### TASK
Starting at the line below that contains "the officer's dark", print each line through the end of the records exactly as it appears.

Stored items:
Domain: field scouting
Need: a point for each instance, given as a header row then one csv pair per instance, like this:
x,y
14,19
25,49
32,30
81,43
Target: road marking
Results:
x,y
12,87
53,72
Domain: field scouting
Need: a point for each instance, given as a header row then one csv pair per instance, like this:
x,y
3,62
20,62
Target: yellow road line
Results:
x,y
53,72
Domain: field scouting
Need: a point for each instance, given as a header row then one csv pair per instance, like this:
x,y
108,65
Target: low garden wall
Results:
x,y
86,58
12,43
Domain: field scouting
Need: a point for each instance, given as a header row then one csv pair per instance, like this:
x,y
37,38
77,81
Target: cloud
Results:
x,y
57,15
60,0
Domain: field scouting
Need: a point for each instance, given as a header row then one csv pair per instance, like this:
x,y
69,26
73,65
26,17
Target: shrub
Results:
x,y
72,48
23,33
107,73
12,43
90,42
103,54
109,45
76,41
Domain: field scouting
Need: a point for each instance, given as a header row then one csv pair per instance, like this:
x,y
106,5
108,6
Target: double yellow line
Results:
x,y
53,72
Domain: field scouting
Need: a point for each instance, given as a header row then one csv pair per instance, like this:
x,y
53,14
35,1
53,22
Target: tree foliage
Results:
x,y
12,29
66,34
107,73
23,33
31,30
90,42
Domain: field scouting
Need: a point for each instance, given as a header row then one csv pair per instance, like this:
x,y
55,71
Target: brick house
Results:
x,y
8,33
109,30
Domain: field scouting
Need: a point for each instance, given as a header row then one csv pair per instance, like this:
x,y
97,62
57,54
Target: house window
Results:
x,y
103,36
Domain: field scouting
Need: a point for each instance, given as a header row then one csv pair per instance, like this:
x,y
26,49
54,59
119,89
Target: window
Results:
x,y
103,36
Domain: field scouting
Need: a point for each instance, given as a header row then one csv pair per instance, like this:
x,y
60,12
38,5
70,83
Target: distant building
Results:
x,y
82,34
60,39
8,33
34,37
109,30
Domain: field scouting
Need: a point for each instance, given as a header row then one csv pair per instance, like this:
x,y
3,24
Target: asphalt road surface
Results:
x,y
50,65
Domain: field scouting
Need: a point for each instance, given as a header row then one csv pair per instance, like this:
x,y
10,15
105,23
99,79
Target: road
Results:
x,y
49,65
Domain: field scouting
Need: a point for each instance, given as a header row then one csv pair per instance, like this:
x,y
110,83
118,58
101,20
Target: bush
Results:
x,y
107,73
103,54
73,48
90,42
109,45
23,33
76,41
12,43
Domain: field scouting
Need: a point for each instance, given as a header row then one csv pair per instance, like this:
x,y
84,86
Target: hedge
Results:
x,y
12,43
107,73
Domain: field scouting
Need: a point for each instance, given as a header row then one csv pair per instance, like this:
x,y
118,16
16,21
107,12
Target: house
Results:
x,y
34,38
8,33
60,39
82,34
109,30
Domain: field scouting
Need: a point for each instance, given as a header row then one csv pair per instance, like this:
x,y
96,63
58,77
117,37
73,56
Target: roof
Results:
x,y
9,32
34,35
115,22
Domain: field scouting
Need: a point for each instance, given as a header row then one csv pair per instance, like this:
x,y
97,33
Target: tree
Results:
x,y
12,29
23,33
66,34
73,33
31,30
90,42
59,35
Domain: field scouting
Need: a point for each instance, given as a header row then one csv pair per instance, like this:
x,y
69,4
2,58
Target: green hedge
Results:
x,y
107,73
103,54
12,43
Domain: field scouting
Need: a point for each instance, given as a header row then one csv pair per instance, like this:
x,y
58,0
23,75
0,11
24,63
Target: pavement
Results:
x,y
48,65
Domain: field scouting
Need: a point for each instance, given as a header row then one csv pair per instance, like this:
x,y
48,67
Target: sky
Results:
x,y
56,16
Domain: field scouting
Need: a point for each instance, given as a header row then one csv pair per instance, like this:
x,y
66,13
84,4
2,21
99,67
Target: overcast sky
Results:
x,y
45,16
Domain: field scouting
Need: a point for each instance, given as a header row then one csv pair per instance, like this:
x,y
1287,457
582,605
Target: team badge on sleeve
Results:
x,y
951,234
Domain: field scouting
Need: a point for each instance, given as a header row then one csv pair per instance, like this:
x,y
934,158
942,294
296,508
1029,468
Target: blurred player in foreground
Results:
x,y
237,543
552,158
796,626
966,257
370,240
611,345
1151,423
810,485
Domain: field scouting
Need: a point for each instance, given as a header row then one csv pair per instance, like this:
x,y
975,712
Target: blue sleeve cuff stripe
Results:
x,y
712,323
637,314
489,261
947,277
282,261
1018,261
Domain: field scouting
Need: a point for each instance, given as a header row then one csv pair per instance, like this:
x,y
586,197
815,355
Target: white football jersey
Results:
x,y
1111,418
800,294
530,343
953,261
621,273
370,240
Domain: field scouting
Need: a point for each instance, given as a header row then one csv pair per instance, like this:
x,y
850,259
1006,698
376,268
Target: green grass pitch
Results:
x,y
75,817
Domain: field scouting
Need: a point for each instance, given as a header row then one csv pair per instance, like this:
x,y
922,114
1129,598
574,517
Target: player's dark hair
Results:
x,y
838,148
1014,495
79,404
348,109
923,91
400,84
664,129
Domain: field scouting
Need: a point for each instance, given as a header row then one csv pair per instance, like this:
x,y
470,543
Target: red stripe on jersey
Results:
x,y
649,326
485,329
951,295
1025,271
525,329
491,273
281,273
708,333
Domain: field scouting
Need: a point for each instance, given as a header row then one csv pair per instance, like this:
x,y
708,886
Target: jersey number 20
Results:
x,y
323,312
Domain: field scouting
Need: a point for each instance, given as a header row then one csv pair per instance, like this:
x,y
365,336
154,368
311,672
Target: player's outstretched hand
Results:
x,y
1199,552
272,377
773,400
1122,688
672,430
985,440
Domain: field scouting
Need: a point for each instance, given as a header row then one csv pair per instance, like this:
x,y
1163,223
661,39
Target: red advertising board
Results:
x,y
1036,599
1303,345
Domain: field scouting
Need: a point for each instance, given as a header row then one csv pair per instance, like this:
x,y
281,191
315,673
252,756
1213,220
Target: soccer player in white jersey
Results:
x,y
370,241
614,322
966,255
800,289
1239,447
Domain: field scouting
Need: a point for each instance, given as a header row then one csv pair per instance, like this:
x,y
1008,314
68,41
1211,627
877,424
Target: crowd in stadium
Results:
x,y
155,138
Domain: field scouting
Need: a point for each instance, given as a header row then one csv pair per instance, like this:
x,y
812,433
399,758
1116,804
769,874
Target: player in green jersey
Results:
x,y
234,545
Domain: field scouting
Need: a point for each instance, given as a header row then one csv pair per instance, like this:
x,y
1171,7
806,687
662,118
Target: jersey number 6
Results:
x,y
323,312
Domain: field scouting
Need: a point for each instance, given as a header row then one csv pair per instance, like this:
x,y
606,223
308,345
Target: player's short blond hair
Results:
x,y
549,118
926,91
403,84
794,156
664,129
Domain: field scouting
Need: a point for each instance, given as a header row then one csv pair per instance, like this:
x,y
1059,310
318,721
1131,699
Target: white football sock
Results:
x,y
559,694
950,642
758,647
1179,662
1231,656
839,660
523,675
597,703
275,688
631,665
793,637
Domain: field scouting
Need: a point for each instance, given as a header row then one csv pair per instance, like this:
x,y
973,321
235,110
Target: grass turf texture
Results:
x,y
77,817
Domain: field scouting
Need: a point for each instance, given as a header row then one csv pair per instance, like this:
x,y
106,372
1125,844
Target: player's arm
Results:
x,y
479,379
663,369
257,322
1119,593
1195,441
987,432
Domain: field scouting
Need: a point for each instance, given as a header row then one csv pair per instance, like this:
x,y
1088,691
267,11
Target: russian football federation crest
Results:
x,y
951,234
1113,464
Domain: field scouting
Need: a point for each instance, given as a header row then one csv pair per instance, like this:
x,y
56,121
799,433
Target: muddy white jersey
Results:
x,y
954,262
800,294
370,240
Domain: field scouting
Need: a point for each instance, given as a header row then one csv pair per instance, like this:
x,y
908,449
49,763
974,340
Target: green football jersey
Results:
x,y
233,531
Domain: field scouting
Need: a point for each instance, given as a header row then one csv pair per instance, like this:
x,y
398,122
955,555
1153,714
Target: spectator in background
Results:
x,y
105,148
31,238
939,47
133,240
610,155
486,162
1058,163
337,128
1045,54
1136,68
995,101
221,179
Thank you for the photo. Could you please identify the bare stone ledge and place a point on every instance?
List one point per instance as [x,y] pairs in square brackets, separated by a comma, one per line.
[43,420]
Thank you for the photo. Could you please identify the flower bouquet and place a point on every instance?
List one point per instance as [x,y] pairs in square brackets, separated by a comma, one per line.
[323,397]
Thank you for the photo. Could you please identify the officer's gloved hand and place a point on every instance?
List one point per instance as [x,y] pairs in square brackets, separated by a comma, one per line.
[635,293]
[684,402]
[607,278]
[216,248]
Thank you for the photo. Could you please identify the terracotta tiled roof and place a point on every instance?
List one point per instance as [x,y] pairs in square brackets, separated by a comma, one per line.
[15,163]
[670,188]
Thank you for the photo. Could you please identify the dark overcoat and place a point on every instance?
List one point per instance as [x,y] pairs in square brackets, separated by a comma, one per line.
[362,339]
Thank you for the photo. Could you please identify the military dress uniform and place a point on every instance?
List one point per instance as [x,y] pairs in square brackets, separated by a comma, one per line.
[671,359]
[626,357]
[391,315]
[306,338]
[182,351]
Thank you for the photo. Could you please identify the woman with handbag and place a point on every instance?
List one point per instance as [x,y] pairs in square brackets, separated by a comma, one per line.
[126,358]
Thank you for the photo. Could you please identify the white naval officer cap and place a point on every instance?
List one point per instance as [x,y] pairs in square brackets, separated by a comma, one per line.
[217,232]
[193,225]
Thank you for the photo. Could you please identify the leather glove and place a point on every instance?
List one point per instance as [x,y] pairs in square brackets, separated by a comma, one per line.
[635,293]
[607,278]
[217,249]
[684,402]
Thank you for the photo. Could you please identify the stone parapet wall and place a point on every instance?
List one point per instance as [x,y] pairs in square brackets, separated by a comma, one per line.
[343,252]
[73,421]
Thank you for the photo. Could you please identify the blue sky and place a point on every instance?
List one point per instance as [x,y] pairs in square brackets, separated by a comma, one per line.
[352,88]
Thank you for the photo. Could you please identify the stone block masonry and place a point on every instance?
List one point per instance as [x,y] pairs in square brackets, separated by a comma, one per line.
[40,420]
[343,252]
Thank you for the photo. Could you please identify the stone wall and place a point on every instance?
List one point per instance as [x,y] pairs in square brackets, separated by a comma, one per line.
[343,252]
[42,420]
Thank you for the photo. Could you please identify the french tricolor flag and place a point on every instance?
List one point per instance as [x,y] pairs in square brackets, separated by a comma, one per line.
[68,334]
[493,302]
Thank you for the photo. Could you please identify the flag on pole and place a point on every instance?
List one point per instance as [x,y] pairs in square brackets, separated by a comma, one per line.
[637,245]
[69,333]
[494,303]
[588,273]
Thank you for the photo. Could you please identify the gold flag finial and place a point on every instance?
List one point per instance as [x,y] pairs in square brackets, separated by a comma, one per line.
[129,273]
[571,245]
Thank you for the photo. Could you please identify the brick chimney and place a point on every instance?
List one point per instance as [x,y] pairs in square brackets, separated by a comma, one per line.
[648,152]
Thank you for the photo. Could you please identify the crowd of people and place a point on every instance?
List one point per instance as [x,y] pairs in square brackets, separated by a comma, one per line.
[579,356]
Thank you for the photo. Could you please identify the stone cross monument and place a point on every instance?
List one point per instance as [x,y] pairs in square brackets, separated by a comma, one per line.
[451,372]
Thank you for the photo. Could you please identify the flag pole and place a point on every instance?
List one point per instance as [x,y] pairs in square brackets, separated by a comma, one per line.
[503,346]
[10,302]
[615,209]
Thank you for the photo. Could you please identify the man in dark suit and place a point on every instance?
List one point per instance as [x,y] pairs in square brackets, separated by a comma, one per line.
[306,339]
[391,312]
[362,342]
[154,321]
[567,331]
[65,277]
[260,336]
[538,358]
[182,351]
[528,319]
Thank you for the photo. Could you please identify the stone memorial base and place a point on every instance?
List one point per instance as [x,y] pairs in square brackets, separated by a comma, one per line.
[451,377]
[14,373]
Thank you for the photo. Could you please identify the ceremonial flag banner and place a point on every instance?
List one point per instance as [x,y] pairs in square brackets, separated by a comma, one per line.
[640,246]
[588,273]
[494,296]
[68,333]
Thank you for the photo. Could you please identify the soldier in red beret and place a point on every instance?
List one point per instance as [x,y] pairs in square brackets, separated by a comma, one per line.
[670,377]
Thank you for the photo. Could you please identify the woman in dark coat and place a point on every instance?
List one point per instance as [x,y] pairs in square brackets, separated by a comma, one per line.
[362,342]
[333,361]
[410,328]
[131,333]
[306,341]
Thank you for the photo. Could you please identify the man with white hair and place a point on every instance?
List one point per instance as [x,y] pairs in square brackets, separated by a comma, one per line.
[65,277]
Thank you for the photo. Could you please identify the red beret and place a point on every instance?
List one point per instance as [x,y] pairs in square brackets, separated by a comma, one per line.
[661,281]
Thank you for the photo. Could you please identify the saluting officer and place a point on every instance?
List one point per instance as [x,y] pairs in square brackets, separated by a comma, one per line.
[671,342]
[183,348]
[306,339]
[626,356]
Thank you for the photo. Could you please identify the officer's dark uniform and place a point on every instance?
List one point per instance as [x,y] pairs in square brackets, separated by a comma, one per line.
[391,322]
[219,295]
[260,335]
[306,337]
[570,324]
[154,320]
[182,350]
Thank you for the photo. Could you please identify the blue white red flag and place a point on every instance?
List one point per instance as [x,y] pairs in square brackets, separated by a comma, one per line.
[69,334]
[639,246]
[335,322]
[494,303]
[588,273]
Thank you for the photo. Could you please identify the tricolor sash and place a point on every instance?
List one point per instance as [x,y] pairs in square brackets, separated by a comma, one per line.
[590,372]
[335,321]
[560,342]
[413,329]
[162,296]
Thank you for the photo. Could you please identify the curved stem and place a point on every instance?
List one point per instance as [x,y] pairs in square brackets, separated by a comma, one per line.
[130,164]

### SOLUTION FOR THIS EXERCISE
Thank you for the photo. Could you please identify the officer's dark uniform and place a point on every instance?
List one point per instance as [x,y] pairs in square brackets, separated by a comma, one per line.
[391,322]
[219,295]
[260,335]
[306,337]
[570,324]
[154,320]
[182,350]
Thank you for the photo. Could you please identify the blue white red flag and place a point on every instance?
List one point per instance as [x,y] pairs in square brackets, separated by a comma, one per line.
[69,334]
[639,246]
[335,322]
[494,303]
[588,273]
Thank you for the photo. Could you please identify the tricolor sash and place a point on every instance?
List one point per instance as [x,y] pairs in square brackets, separated by a comma, one per line.
[590,372]
[335,321]
[560,342]
[413,329]
[162,296]
Thank you for the photo. Could you please identify the curved stem and place a point on every instance?
List one point per instance as [x,y] pairs in square brackets, separated by a comma, one per line.
[130,164]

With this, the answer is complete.